Objective:
Put every line of the data below into a Markdown table with the columns Row and Line, numbering each row and skipping blank lines. Leave the pictures out.
_ _ _ _ _ _ _
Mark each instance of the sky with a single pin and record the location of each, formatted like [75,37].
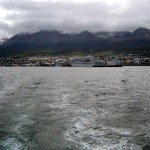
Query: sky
[17,16]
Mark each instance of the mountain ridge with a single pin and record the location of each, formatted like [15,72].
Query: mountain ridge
[84,41]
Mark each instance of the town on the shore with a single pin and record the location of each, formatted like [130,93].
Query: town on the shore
[64,61]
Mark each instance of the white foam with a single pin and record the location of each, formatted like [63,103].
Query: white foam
[12,144]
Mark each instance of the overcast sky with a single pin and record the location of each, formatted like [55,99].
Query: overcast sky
[72,15]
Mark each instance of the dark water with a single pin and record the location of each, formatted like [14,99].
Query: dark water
[74,108]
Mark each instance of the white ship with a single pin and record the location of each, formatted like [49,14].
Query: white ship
[114,62]
[88,61]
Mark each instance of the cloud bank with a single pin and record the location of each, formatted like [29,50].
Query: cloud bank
[72,16]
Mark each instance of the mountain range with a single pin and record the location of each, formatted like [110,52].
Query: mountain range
[59,42]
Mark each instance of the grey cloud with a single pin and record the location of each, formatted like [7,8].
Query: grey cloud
[30,16]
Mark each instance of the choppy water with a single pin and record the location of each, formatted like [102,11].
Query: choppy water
[74,108]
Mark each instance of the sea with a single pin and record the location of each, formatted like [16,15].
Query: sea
[69,108]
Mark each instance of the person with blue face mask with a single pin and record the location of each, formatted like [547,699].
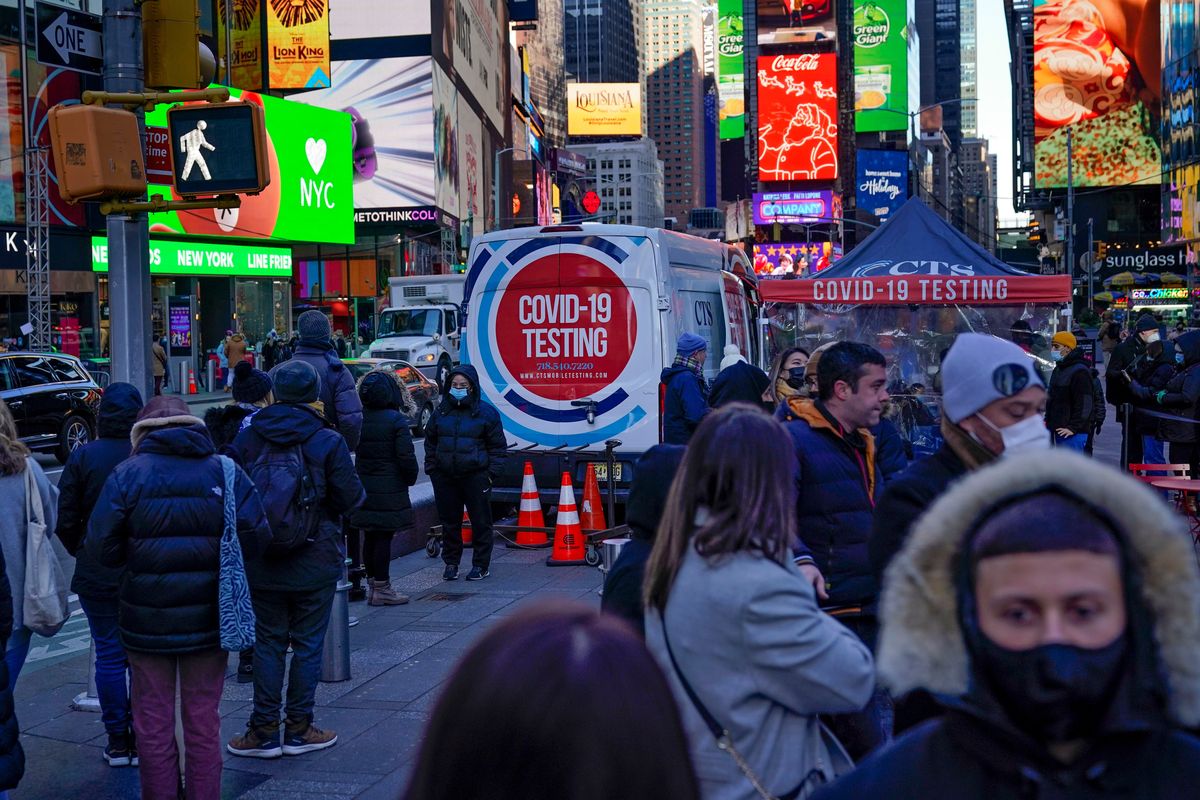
_ _ _ _ _ _ _
Written response:
| Row | Line |
|---|---|
| 1 | Mark each instance of the sky with a single pin and record the location of each, formatted like [75,37]. |
| 2 | Query: sky |
| 3 | [17,16] |
| 4 | Mark each instance of the mountain ridge with a single pin and record the location of each, formatted like [15,72]. |
| 5 | Query: mountain ridge |
| 6 | [84,41] |
| 7 | Mark each instance of the town on the shore with a single pin and record the location of each, formatted like [130,93]. |
| 8 | Query: town on the shore |
| 9 | [64,61] |
| 10 | Mark each instance of the white foam with a single pin and record the location of each, formatted like [63,103]. |
| 11 | Query: white foam |
| 12 | [12,144] |
| 13 | Mark each instance of the overcast sky with a single pin and record the location of each, formatted like [55,99]. |
| 14 | Query: overcast sky |
| 15 | [72,15] |
| 16 | Mark each instance of the dark water with a single pin and record the location of each, formatted like [14,99]. |
| 17 | Query: dark water |
| 18 | [74,108] |
| 19 | Mark each instance of the white ship with a single pin and record the location of each, formatted like [49,14]. |
| 20 | Query: white ship |
| 21 | [114,62] |
| 22 | [88,61] |
| 23 | Mark each instance of the cloud bank with a single pin and record the location of each, formatted like [29,50]. |
| 24 | Query: cloud bank |
| 25 | [72,16] |
| 26 | Mark each instance of the mountain range with a single pin and record the location of each, formatted like [110,52]. |
| 27 | Query: mountain range |
| 28 | [59,42] |
| 29 | Mark each instance of the grey cloud with a single pin and record the location of each, formatted like [7,8]. |
| 30 | Query: grey cloud |
| 31 | [30,16] |
| 32 | Mark each instance of the choppy water with a single pin and record the location of each, formatted like [102,11]. |
| 33 | Query: choppy water |
| 34 | [74,108] |
| 35 | Mark each instance of the sea with a single pin and record the location of each, formatted like [16,15]. |
| 36 | Query: sea |
| 37 | [69,108] |
| 38 | Mark each instance of the person with blue face mask with a single pin and record the location of each, formatted like [547,699]. |